FRAGMENT TEKSTU:
┏━━

Źródło: Autosport.com

KOMENTARZE

17
yaper
28.12.2009 06:41
Nikt (a na pewno nie ja) nie pisze, że Tifosi będą kibicowali MSC kosztem ich boskiej stajni. Jeśli nie będzie konfliktu interesów to wszystko cacy, Ferka cacy, Schumi cacy. Jeśli natomiast zarówno Ferrari będzie miało mistrzowski bolid i rywalizowało co wyścig o zwycięstwa, a Merc da również Schumiemu topowe auto to każdy 'czerwony' kibic będzie faworyzował swoje włoskie cacuszko.
A.S.
27.12.2009 09:18
Taka zagadka: - wybiegnijmy w przyszłość - i wyobraźmy sobie taką oto sytuację. Mamy wrzesień 2010, GP Włoch, prowadzi w wyścigu Schumacher na Mercedesie za nim goni go zaciekle czerwone Ferrari Alonso. Obaj kierowcy walczą o prowadzenie w mistrzostwach. Nagle Schumi traci kontrolę nad pojazdem i wypada z trasy. Co robią tifosi na widowni: 1. ze smutkiem i niedowierzaniem patrzą na dramat Michaela ( w końcu tyle razem osiągnęli). 2. drą gęby i biją brawo, ciesząc się na rozwój sytuacji, gwiżdżą na udającego się do boksów Schumachera. Ha, ha każdy, kto ogląda F1 dłużej niż 2-3 sezony zna dobrze odpowiedź na to pytanie i żadne liściki miłosne Schumachera do tifosi tu nie pomogą. Tfu, tfu, oczywiście oby nigdy przedstawiony tu hipotetyczny scenariusz walki o pozycję nie miał miejsca, a Schu z Ferdkiem niech sobie walczą o lokaty w drugiej dziesiątce :)

┗━━

ZADANIA DO WYKONANIA:
1/ Jakimi określeniami nazywany jest Michael Schumacher w komentarzach? Podaj wszystkie w mianowniku.
2/ Kiedy i na jakim Grand Prix toczy się wymyślona sytuacja z komentarza podpisanego „A.S.”?

WYODRĘBNIONY MATERIAŁ:
┏━━

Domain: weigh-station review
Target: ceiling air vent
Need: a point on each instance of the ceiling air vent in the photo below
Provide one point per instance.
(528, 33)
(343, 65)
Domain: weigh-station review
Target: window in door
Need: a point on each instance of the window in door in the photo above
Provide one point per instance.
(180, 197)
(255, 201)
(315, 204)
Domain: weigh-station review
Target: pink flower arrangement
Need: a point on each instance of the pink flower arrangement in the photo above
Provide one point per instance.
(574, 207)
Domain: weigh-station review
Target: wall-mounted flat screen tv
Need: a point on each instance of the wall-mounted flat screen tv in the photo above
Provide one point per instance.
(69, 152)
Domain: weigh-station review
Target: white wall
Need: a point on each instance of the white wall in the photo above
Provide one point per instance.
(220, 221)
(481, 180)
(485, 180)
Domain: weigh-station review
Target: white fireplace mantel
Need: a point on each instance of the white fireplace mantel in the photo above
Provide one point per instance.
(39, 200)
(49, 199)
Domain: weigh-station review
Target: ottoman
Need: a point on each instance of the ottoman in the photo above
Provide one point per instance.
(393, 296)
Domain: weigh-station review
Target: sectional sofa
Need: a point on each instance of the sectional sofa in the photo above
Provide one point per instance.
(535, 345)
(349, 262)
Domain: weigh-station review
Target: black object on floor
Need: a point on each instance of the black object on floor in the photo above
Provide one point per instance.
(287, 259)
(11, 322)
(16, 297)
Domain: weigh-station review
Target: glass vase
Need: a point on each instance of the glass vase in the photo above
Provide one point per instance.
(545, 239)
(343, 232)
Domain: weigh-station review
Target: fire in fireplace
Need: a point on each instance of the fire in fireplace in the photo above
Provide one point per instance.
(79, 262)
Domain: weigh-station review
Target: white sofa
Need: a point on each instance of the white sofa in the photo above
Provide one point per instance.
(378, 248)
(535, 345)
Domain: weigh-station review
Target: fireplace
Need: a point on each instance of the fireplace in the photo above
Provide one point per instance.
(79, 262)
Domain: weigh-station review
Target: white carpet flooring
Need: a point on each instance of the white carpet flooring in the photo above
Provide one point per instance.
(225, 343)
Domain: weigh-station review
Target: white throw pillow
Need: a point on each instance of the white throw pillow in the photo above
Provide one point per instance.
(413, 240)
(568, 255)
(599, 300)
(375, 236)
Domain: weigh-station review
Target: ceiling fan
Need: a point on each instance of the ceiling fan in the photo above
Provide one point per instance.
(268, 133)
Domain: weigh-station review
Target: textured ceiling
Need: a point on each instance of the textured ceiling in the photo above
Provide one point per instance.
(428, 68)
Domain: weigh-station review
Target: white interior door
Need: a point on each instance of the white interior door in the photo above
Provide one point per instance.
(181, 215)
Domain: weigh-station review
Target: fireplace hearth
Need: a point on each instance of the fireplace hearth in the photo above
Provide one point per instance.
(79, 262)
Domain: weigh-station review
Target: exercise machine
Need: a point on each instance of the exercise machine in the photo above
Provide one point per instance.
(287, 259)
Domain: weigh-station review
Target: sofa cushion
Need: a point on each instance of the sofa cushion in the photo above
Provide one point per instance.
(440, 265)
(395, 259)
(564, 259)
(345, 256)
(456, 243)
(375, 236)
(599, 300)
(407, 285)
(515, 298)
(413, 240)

┗━━

ODPOWIEDZI DO ZADAŃ:
1/ MSC, Schumi, Schumacher, Michael, Schu

2/ We wrześniu 2010 roku, podczas GP Włoch.